---------- DATA SHOWN
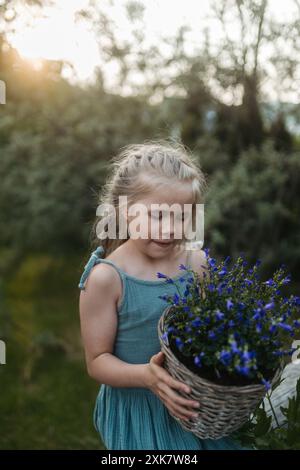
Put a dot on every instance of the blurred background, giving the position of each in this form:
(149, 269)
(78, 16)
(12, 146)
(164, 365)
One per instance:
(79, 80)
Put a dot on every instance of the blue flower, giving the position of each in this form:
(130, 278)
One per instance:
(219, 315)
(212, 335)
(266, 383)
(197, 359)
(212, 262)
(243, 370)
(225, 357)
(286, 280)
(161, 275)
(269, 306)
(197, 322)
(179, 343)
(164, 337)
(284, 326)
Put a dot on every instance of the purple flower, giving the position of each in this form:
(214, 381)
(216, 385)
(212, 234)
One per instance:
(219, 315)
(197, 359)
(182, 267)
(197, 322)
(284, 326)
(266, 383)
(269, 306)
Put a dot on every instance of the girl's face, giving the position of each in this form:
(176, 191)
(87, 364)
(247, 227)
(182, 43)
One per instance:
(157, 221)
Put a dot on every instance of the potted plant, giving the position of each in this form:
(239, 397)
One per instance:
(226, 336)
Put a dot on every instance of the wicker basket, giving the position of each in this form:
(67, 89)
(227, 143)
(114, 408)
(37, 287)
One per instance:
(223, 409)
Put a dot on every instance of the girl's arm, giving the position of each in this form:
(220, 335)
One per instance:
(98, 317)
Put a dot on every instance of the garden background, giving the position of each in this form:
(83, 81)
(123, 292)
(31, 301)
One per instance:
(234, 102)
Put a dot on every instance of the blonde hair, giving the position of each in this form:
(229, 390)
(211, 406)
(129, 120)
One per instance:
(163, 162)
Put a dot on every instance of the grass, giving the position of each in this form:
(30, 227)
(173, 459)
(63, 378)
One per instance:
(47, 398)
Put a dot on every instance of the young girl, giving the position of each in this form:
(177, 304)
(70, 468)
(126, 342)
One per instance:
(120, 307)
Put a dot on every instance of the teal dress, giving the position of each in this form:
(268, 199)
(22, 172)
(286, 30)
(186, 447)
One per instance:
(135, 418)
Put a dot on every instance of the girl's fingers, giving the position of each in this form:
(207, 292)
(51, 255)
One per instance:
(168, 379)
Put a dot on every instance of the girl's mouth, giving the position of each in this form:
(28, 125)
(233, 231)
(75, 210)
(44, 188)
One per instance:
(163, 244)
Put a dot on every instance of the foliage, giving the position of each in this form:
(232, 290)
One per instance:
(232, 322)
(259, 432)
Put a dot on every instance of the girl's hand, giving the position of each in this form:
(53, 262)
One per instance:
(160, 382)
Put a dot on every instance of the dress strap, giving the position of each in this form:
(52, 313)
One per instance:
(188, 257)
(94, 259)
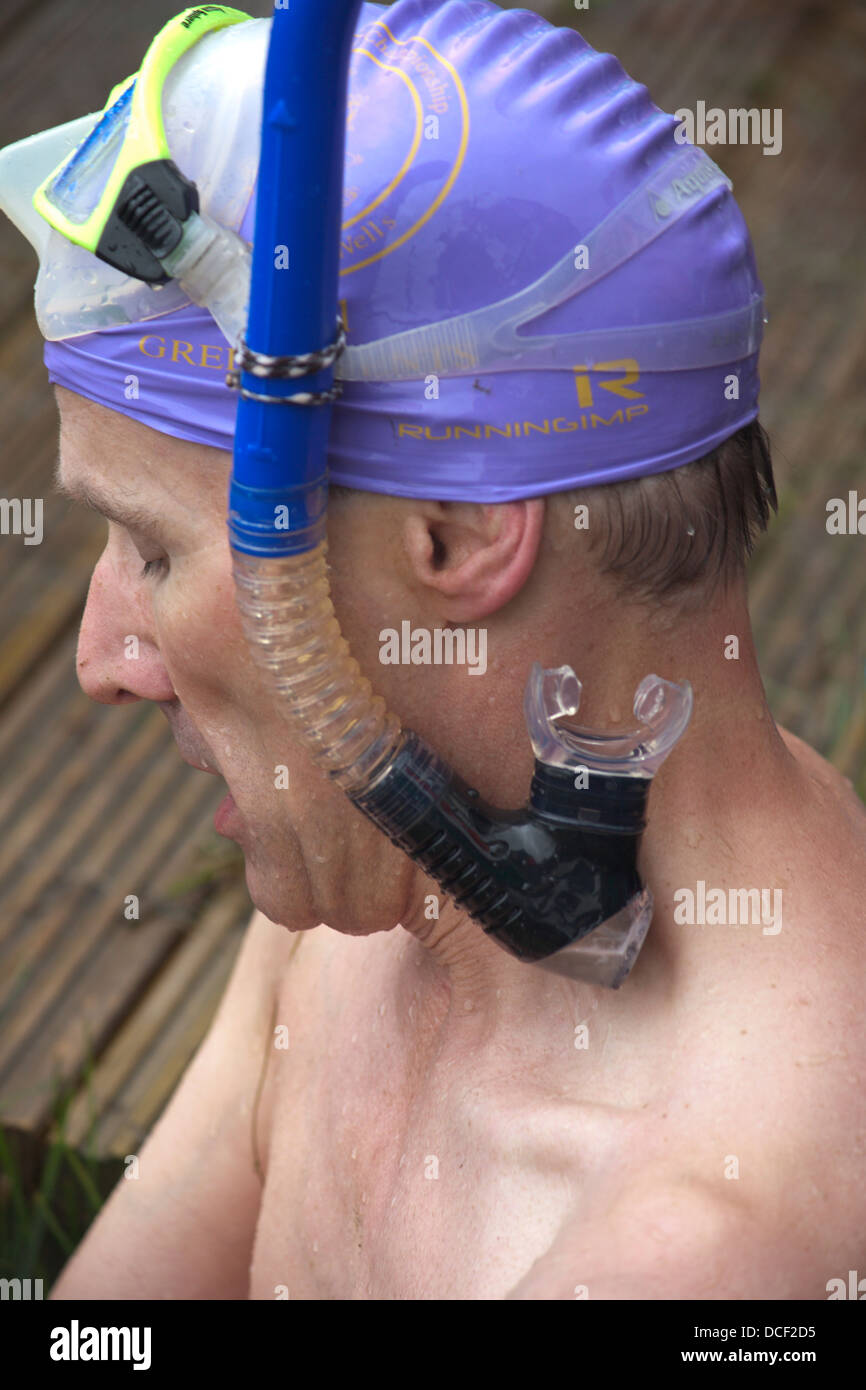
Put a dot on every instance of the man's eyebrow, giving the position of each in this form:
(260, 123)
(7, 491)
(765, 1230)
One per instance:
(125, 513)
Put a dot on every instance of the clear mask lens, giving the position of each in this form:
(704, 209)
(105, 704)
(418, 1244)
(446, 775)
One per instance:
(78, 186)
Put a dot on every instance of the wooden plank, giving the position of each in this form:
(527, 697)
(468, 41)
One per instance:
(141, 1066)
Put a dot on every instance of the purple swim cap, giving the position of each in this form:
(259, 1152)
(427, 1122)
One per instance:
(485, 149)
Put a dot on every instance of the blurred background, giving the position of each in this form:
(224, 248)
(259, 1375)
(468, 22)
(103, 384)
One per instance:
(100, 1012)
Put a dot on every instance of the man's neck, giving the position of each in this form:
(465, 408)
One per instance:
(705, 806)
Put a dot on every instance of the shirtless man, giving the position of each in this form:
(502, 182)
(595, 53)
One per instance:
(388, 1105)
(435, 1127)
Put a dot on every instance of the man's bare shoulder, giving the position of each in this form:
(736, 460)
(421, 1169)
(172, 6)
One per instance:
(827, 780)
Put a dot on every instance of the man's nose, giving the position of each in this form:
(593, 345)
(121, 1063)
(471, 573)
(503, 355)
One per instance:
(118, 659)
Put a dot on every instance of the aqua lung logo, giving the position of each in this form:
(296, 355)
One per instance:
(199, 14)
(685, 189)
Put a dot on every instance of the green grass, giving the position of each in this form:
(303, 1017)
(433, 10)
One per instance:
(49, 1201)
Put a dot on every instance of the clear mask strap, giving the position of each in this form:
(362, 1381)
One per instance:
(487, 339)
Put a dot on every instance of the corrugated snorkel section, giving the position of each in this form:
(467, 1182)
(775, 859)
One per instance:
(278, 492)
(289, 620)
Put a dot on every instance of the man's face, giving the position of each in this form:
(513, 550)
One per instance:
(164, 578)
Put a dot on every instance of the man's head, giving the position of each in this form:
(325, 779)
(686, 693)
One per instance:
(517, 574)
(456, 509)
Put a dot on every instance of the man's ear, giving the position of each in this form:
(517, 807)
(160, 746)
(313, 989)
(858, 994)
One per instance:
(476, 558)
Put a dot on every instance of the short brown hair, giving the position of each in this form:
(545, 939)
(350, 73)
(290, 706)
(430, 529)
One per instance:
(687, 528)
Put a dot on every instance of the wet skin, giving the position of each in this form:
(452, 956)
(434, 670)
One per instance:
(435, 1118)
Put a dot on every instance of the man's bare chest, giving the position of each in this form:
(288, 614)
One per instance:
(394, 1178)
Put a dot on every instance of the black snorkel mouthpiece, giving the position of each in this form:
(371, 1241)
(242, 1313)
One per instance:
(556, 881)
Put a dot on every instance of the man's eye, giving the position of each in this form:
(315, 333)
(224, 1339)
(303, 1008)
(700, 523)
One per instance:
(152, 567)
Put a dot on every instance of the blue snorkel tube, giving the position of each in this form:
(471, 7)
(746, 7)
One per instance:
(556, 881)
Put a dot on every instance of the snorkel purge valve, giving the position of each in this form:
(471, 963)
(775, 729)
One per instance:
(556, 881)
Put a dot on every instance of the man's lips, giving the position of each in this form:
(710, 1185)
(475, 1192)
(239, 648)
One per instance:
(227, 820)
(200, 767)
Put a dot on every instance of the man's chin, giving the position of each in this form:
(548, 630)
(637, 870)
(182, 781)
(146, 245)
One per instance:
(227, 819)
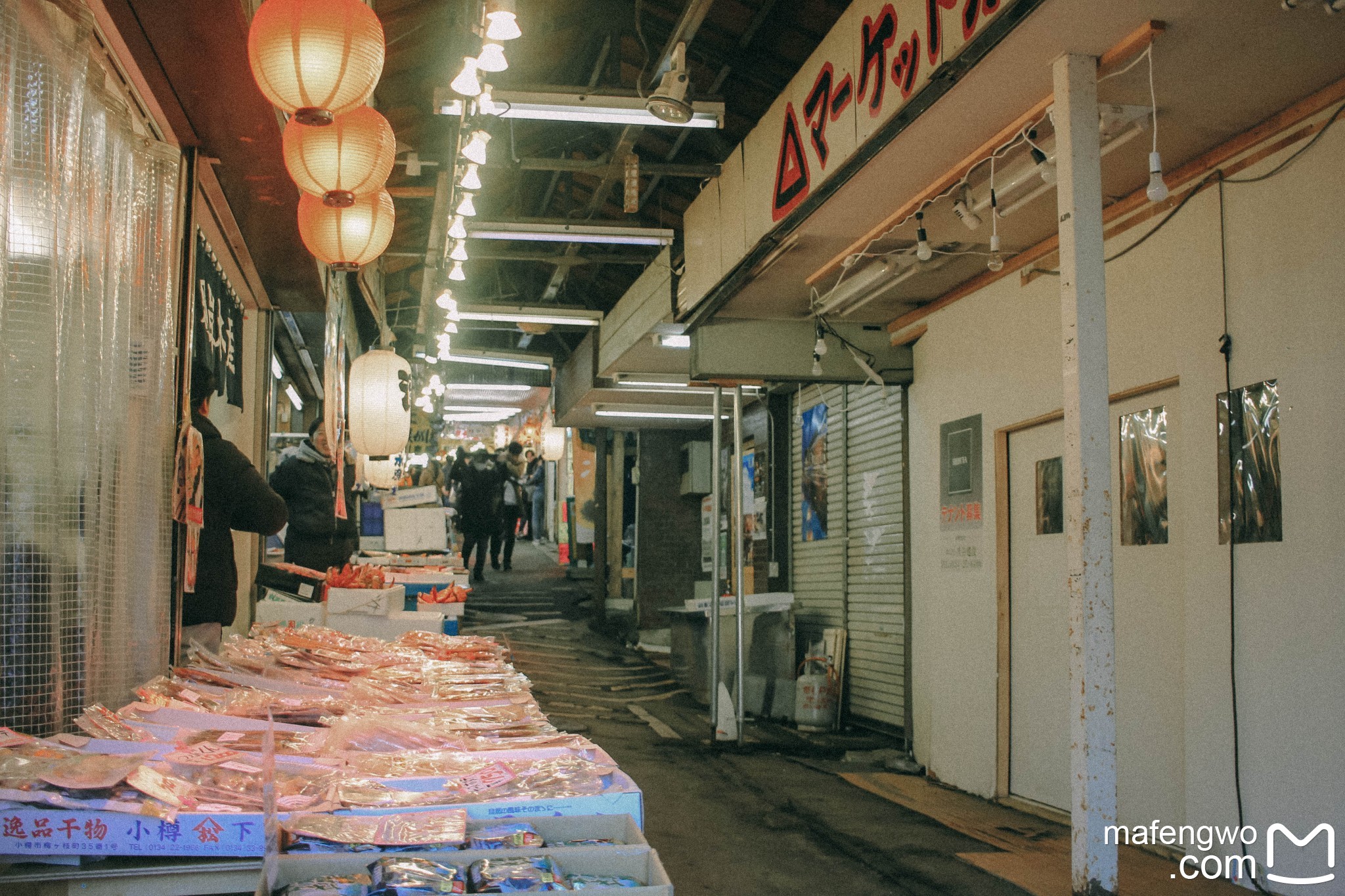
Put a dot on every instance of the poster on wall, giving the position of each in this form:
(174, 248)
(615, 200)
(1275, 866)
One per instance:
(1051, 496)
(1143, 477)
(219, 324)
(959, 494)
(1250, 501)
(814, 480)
--------------------
§ **WORK TO COMPLETE**
Rescale the records from the line containing "bare chest, giving" through the end of the records, inclusive, and give those lines again with their requests. Multiply every coordinate in the answers by 2.5 and round it to a whole number, with halves rounded up; leave the requests and their format samples unchanged, and leave the pictures out.

§ **ANSWER IN FULL**
Put a dot on every instance of the man's bare chest, giving the position of each in this form:
(288, 614)
One per instance:
(985, 2945)
Put a dot on every instance of the black snorkel mouthpiece, giving the position of each in this form:
(371, 1241)
(242, 1313)
One per instance:
(1390, 2203)
Put a dot on every instance of the man's eye, giving the position of each in this form:
(315, 333)
(224, 1339)
(303, 1008)
(700, 523)
One per instance:
(380, 1418)
Put a dot on every instance of the blue snorkel tube, giving the position of each in this form:
(471, 7)
(746, 7)
One per instance:
(1390, 2203)
Put a dot on every instance of the snorkel purge valve, giving the position of each in this form:
(471, 963)
(775, 729)
One per instance:
(1390, 2203)
Put a dot on every instance of the man's lips, giving the position of each in this form:
(710, 1185)
(475, 1192)
(239, 648)
One per instance:
(568, 2050)
(500, 1918)
Put a dot on every instance of the man's chin, giving the position of each in this form:
(548, 630)
(637, 870)
(182, 781)
(146, 245)
One per instance:
(568, 2048)
Put a dot on every instance of the poster on wall, giving the position of each in this form:
(174, 248)
(615, 200)
(1275, 866)
One per instance:
(2628, 1240)
(2858, 1193)
(548, 810)
(2398, 1235)
(3125, 1253)
(2035, 1200)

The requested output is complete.